▶ _RECORDS_
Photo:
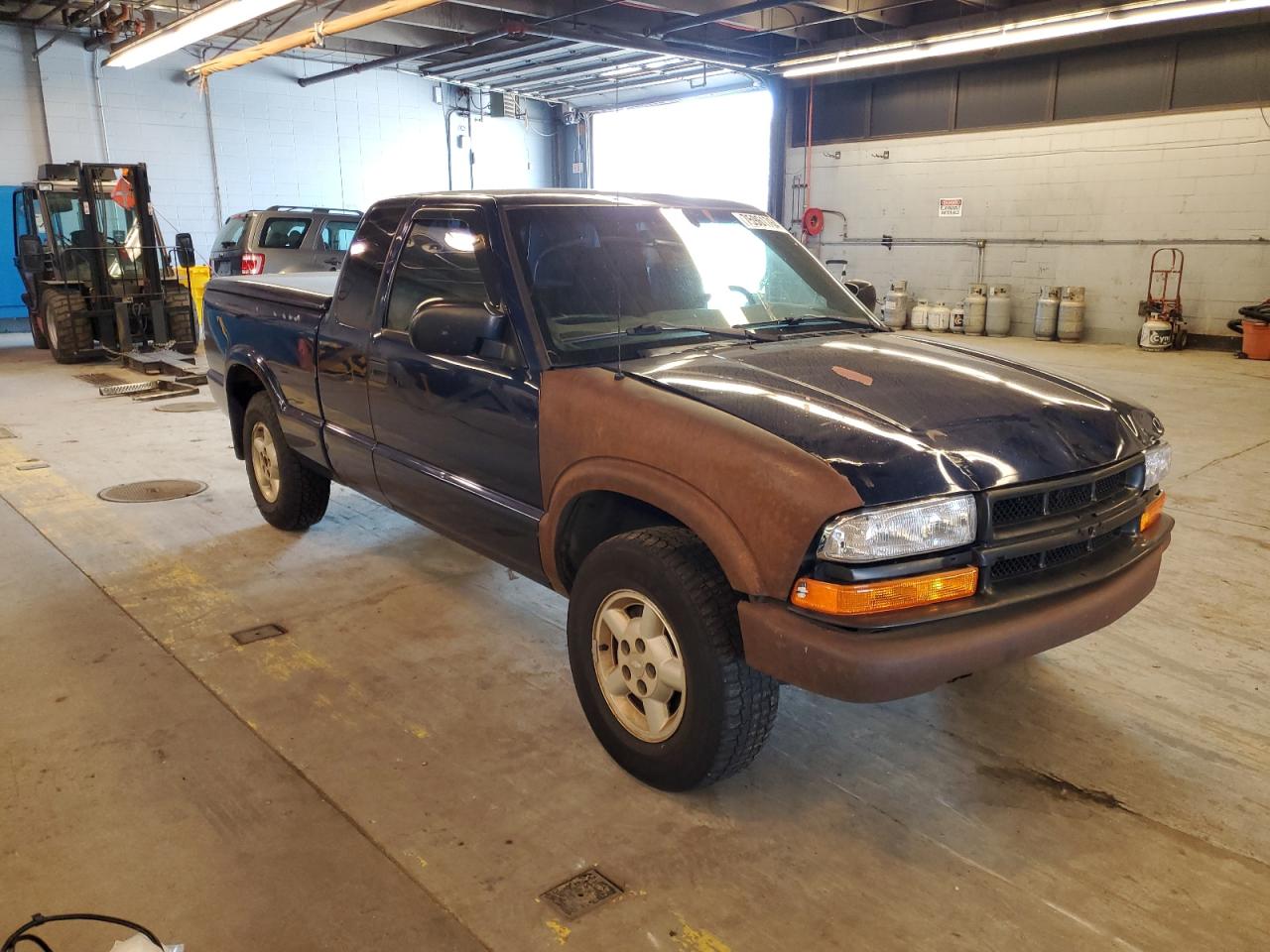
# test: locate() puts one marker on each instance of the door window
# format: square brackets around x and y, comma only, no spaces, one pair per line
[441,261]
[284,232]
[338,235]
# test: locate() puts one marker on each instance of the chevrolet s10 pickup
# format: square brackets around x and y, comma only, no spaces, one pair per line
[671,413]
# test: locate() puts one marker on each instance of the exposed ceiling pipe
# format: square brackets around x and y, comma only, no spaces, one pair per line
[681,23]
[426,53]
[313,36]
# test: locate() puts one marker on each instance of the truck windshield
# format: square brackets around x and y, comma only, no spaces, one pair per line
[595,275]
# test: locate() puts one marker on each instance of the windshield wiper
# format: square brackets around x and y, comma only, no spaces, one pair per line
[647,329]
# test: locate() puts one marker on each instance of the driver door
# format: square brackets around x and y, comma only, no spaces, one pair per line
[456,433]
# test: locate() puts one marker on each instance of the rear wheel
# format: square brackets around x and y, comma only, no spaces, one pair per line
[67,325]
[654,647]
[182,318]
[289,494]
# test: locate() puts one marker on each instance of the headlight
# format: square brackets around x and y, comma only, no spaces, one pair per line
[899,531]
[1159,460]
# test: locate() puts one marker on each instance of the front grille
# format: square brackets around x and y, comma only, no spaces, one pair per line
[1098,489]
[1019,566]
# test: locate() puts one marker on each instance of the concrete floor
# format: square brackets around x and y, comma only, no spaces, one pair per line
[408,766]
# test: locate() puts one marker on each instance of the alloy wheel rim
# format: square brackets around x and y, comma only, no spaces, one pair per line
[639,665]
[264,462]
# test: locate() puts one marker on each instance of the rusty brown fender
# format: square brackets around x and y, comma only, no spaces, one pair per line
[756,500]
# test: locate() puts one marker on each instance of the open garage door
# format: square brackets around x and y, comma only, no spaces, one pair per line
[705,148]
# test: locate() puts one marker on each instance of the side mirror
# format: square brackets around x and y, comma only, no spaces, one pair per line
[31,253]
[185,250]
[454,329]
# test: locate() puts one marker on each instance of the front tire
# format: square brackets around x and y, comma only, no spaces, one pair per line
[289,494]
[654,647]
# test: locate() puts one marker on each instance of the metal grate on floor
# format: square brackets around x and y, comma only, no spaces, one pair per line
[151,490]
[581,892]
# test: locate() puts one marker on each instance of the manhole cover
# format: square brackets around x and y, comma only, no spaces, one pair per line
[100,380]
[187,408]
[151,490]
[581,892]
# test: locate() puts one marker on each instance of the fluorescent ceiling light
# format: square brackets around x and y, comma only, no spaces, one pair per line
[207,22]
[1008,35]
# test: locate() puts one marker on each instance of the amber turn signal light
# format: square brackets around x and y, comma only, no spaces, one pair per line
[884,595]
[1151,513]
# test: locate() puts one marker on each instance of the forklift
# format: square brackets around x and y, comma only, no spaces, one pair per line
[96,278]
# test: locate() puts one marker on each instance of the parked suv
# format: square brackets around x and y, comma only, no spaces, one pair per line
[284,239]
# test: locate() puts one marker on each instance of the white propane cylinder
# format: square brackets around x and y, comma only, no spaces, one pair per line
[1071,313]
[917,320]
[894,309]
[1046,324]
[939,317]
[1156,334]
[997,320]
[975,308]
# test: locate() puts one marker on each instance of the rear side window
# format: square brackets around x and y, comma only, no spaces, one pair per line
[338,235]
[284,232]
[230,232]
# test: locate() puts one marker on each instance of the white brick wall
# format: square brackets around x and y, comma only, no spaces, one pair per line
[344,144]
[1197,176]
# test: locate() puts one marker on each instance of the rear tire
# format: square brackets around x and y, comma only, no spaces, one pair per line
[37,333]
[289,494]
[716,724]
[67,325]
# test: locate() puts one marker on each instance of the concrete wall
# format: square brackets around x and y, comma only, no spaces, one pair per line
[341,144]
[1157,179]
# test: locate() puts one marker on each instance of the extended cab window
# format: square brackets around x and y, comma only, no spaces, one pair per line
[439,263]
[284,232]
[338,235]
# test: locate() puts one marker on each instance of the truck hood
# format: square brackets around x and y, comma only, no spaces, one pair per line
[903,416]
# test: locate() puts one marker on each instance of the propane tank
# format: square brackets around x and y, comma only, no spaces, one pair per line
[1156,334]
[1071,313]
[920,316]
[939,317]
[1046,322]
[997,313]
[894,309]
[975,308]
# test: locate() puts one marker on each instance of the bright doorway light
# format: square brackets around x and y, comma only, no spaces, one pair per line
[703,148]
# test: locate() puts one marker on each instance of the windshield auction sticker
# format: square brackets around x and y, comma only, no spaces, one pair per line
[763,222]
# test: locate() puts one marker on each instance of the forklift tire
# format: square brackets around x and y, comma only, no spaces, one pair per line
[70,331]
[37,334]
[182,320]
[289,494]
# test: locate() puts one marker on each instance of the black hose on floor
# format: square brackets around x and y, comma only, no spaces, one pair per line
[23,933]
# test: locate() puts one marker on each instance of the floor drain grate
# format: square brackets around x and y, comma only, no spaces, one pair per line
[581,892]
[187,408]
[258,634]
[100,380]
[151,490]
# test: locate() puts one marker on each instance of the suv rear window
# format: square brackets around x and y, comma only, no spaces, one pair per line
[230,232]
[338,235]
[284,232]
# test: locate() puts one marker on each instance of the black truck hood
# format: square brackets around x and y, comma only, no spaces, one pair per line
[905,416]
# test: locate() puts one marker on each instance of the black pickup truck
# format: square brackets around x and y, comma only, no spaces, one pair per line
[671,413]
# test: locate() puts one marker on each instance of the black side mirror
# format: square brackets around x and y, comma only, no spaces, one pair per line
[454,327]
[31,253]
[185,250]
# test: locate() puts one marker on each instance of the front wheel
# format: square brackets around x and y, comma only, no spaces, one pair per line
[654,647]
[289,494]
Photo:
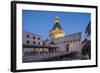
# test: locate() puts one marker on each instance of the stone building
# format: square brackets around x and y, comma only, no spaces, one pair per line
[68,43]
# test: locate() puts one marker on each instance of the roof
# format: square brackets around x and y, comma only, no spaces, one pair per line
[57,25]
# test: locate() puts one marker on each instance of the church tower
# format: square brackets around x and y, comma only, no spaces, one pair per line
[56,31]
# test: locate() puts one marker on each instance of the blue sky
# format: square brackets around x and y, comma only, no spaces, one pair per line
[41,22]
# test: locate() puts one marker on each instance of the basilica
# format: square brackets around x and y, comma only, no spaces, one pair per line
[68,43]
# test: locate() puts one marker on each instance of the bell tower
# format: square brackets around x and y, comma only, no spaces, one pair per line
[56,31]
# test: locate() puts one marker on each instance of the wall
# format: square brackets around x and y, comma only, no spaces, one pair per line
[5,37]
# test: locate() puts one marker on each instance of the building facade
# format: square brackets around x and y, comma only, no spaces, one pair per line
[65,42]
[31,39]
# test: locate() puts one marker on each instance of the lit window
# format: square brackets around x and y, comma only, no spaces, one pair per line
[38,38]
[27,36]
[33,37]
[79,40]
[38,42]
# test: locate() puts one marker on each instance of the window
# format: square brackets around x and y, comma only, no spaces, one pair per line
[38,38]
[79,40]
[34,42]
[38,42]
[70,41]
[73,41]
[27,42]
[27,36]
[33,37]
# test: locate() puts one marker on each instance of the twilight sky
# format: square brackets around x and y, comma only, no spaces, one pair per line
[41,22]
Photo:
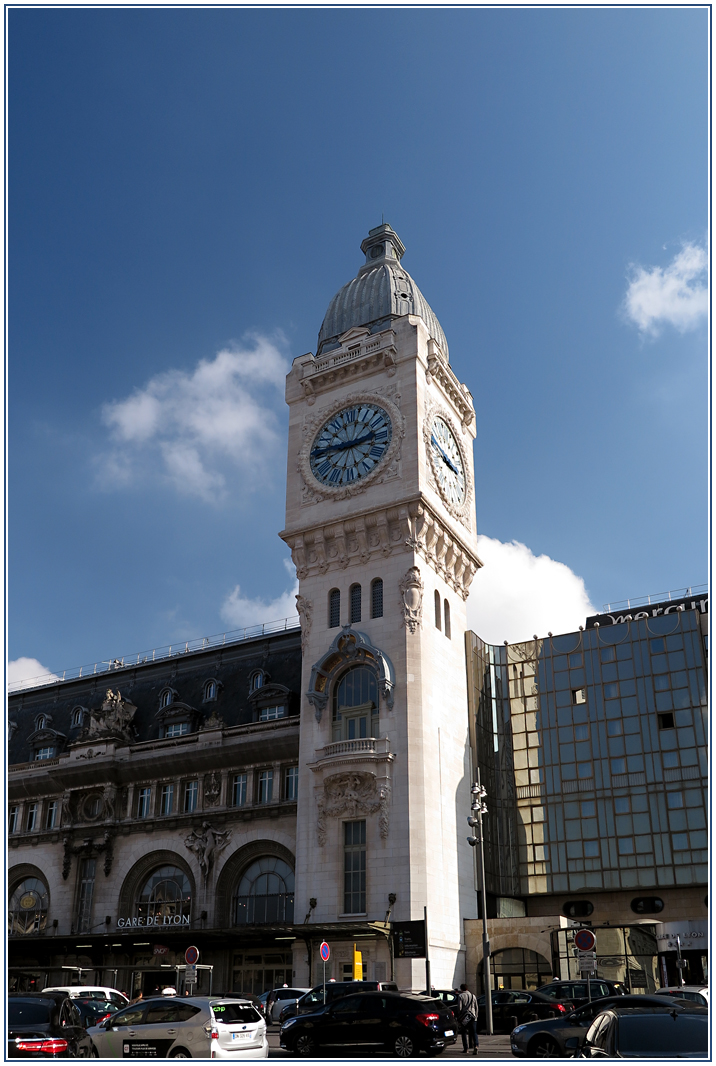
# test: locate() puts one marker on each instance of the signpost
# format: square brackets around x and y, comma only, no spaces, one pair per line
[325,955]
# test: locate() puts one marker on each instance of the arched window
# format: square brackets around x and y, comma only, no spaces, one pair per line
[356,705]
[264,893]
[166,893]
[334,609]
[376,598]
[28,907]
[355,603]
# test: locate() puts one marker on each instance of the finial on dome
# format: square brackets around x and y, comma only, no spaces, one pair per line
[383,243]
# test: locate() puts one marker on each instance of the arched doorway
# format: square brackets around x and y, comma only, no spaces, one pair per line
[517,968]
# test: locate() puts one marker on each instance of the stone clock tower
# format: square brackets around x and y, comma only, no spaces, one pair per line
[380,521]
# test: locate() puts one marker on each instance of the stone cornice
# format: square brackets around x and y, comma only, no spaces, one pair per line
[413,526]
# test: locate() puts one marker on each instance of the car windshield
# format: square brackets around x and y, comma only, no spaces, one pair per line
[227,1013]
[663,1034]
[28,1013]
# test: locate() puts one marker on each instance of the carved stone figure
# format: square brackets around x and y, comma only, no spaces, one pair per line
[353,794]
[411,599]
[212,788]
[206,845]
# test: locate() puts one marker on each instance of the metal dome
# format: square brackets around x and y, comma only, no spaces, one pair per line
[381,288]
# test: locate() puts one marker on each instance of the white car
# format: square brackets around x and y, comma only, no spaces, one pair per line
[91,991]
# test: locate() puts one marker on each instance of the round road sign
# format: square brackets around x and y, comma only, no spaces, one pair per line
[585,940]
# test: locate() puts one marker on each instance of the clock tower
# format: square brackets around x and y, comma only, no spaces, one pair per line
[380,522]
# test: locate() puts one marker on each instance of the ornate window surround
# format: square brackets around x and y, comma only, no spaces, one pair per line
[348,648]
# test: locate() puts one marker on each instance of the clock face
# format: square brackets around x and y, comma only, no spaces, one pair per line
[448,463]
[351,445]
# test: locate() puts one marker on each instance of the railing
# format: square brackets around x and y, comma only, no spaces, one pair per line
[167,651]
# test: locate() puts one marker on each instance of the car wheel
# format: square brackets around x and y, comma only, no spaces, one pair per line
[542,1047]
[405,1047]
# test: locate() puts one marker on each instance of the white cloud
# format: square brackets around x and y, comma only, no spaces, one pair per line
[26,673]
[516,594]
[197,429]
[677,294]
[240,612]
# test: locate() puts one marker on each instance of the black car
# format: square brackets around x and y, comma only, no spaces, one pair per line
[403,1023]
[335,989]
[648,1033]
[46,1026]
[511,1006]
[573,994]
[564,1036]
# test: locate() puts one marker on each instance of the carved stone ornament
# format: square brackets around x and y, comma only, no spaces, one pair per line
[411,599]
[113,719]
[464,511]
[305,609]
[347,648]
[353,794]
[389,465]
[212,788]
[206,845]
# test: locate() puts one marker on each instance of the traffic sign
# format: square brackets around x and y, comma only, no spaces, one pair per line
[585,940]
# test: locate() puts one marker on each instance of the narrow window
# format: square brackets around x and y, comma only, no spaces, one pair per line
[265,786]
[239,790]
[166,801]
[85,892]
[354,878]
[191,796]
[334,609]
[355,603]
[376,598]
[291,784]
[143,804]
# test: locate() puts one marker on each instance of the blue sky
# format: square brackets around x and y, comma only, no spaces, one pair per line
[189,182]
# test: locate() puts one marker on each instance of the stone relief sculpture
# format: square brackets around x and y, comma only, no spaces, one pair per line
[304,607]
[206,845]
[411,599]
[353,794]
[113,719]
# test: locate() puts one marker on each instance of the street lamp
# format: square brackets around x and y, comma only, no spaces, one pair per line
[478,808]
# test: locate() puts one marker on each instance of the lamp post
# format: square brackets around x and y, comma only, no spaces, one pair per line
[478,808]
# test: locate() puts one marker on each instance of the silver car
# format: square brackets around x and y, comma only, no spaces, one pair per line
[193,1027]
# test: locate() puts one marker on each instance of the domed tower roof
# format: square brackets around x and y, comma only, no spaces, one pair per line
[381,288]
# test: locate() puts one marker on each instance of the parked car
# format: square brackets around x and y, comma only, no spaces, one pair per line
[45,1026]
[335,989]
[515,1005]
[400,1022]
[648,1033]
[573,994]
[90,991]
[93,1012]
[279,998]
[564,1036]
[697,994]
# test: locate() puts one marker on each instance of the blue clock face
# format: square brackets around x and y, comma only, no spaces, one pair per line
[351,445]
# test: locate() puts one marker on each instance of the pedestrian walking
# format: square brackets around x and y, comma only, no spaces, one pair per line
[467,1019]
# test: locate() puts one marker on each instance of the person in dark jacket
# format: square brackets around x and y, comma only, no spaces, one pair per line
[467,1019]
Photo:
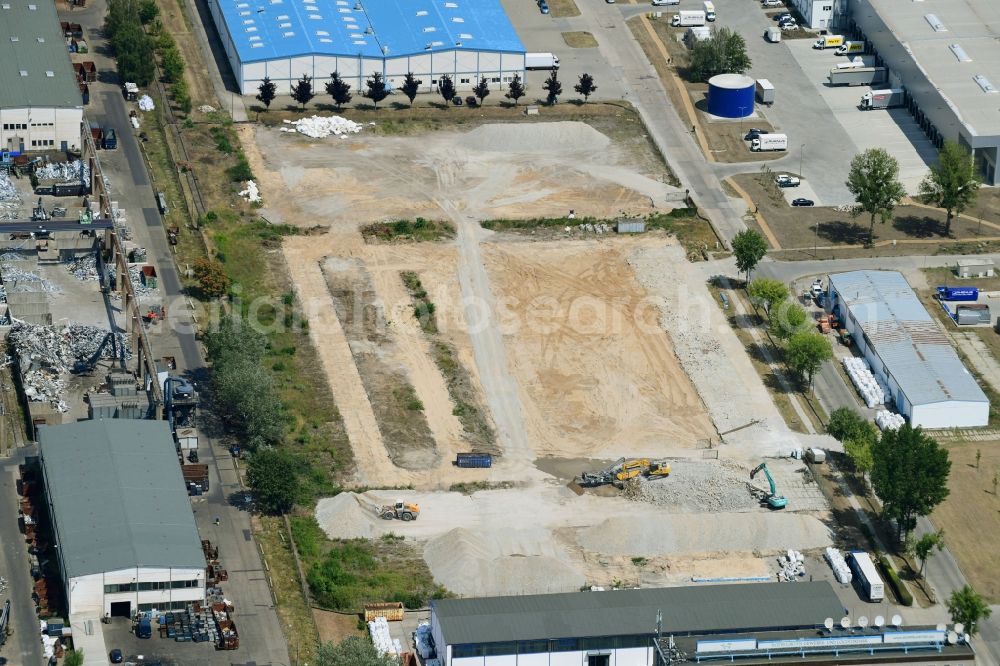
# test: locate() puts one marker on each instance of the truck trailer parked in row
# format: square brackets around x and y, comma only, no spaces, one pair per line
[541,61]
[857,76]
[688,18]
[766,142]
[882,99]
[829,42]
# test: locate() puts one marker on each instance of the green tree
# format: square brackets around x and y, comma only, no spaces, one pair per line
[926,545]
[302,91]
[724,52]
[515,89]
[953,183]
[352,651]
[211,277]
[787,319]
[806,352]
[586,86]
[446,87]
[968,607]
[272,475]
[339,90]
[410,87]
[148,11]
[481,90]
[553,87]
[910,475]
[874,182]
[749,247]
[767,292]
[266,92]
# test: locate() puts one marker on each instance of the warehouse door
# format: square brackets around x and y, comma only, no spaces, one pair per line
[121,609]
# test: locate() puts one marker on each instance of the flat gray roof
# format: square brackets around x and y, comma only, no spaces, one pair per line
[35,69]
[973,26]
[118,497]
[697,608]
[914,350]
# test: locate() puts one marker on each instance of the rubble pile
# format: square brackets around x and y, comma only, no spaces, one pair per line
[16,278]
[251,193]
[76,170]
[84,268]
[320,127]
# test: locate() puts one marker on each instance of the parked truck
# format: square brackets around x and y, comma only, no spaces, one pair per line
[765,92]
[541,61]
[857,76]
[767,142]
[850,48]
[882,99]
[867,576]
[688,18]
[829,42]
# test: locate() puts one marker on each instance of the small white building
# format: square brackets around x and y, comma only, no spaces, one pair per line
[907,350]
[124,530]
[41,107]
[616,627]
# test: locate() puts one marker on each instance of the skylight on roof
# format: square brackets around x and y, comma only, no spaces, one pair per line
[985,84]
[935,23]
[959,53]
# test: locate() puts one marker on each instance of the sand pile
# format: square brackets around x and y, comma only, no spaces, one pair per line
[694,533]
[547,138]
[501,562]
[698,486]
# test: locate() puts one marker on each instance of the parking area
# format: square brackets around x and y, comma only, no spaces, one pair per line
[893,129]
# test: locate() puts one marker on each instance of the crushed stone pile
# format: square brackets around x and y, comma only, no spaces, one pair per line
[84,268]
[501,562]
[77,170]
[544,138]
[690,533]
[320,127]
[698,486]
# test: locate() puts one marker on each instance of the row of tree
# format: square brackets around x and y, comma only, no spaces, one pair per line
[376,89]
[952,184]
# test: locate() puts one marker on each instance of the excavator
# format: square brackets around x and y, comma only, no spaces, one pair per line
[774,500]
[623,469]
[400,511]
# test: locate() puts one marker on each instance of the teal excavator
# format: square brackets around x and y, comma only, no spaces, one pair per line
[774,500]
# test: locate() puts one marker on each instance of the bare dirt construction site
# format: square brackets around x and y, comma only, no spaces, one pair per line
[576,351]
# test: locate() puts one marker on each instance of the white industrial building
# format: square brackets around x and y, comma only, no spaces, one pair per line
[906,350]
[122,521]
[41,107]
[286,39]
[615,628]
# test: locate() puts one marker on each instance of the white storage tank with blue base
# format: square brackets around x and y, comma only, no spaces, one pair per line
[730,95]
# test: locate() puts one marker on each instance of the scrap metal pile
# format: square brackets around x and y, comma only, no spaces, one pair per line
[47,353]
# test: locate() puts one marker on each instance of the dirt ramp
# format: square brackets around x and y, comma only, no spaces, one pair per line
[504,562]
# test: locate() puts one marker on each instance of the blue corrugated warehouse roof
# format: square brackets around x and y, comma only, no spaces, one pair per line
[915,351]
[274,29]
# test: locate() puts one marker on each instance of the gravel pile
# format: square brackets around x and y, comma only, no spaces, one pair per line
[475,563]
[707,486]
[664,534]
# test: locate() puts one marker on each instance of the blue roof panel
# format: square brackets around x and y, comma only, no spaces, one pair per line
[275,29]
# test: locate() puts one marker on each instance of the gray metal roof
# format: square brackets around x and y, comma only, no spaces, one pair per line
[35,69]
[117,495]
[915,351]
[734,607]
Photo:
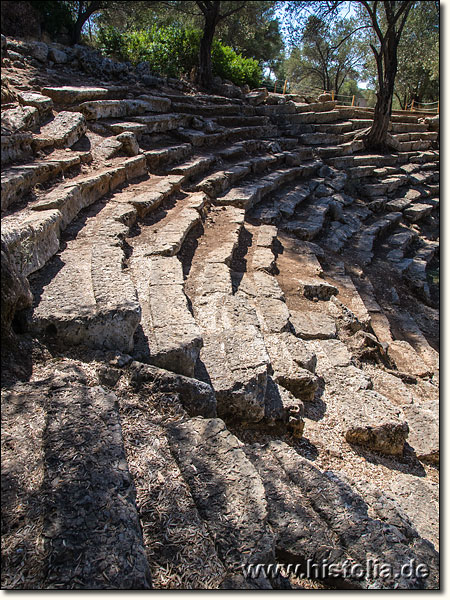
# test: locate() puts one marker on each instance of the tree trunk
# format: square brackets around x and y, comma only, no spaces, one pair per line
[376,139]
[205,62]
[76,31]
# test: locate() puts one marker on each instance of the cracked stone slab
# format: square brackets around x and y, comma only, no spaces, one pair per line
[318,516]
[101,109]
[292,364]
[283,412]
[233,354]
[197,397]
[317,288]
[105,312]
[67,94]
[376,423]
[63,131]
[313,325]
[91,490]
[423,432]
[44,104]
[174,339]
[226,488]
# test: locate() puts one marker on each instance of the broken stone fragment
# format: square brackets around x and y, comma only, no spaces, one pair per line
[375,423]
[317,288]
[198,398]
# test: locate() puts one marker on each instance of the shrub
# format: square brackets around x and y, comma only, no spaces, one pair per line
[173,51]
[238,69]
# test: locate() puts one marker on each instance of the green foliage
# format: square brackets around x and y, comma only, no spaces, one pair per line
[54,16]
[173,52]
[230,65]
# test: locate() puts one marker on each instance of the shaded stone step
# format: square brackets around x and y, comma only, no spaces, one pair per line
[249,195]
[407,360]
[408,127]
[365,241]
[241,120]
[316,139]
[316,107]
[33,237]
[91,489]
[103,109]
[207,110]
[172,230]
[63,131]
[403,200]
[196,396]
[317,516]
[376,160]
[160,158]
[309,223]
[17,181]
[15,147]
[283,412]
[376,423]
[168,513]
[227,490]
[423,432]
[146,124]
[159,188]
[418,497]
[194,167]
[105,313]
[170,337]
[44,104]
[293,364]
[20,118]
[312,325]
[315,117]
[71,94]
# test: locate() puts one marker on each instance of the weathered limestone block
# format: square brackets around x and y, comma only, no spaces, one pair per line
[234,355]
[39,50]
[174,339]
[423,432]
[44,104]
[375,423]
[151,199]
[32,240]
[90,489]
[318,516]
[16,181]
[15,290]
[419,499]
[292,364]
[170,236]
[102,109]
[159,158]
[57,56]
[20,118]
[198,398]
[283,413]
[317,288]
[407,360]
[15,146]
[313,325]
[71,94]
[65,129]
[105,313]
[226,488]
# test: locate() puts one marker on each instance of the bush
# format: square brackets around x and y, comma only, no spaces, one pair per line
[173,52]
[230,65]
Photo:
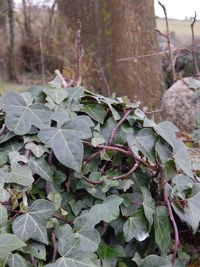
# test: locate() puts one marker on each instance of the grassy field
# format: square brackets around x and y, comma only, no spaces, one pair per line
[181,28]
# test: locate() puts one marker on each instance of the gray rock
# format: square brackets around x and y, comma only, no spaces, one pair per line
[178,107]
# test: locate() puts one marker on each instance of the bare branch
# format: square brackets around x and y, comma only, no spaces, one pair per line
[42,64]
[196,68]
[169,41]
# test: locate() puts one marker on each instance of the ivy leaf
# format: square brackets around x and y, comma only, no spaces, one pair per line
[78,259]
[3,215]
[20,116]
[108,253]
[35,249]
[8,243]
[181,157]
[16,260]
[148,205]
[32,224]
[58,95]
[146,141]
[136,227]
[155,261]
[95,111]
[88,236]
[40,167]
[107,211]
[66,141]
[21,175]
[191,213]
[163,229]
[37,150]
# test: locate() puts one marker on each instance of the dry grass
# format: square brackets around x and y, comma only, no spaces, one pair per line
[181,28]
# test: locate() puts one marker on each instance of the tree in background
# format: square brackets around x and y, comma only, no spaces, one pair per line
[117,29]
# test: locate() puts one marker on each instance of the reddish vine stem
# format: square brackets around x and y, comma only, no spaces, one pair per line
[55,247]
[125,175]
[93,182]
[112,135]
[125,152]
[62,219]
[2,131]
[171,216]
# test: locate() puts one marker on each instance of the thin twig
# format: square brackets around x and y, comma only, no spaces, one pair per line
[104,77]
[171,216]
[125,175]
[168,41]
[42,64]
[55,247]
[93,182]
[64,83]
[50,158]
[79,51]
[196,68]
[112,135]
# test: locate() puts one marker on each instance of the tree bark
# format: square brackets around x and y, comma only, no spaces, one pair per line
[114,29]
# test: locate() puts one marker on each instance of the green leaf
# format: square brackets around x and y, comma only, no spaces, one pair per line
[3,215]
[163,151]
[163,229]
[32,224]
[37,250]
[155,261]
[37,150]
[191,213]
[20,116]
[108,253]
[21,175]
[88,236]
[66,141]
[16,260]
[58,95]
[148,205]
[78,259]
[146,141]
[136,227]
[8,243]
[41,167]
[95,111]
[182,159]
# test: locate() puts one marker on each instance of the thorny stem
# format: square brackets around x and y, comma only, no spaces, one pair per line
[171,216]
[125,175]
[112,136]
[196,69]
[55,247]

▶ _GIVEN PROBLEM_
Starting with the line that contains "the dry grass", return each line through the last one of the data above, exactly as written and nothing more.

▶ _SOLVED PROBLEM_
# test: locate() puts one marker on each instance of the dry grass
# format: square brackets around x and y, comma only, no spaces, one pair per line
[181,28]
# test: locate() puts one marker on each instance of the tree in background
# format: square brackets around x and y, comma only, no spaces, one pair per line
[117,29]
# test: locate() puts one marker on each instance of the reddish vine stem
# format: square brackets around x and y, comma only, no spaces, one pair per line
[55,247]
[125,175]
[93,182]
[112,135]
[125,152]
[62,219]
[2,131]
[171,216]
# test: locate() puts one marker on each instance of the thin twig
# format: square brackets around x and y, comma only, no spaces, one pair per line
[104,77]
[171,216]
[125,175]
[168,41]
[42,64]
[55,247]
[93,182]
[64,83]
[50,158]
[79,51]
[196,68]
[112,135]
# test: locate() puts one marker on each instance of the tree bark
# format: square brackets around x and y, comma only, no spaces, one pair per line
[114,29]
# test: locate() puts one marker on each instance of the green leaf
# format: square brackets around x and y, comma only, no spaces, one pair per line
[3,215]
[163,151]
[163,229]
[32,224]
[37,250]
[155,261]
[37,150]
[191,213]
[20,116]
[108,253]
[21,175]
[88,236]
[66,141]
[16,260]
[58,95]
[148,205]
[78,259]
[146,141]
[136,227]
[8,243]
[41,167]
[95,111]
[182,159]
# test: locate() puts one marker on each instance of the thorny stem
# format: square brackets around x and y, comma only, no spaces, one pair per line
[171,216]
[125,175]
[112,136]
[196,69]
[55,247]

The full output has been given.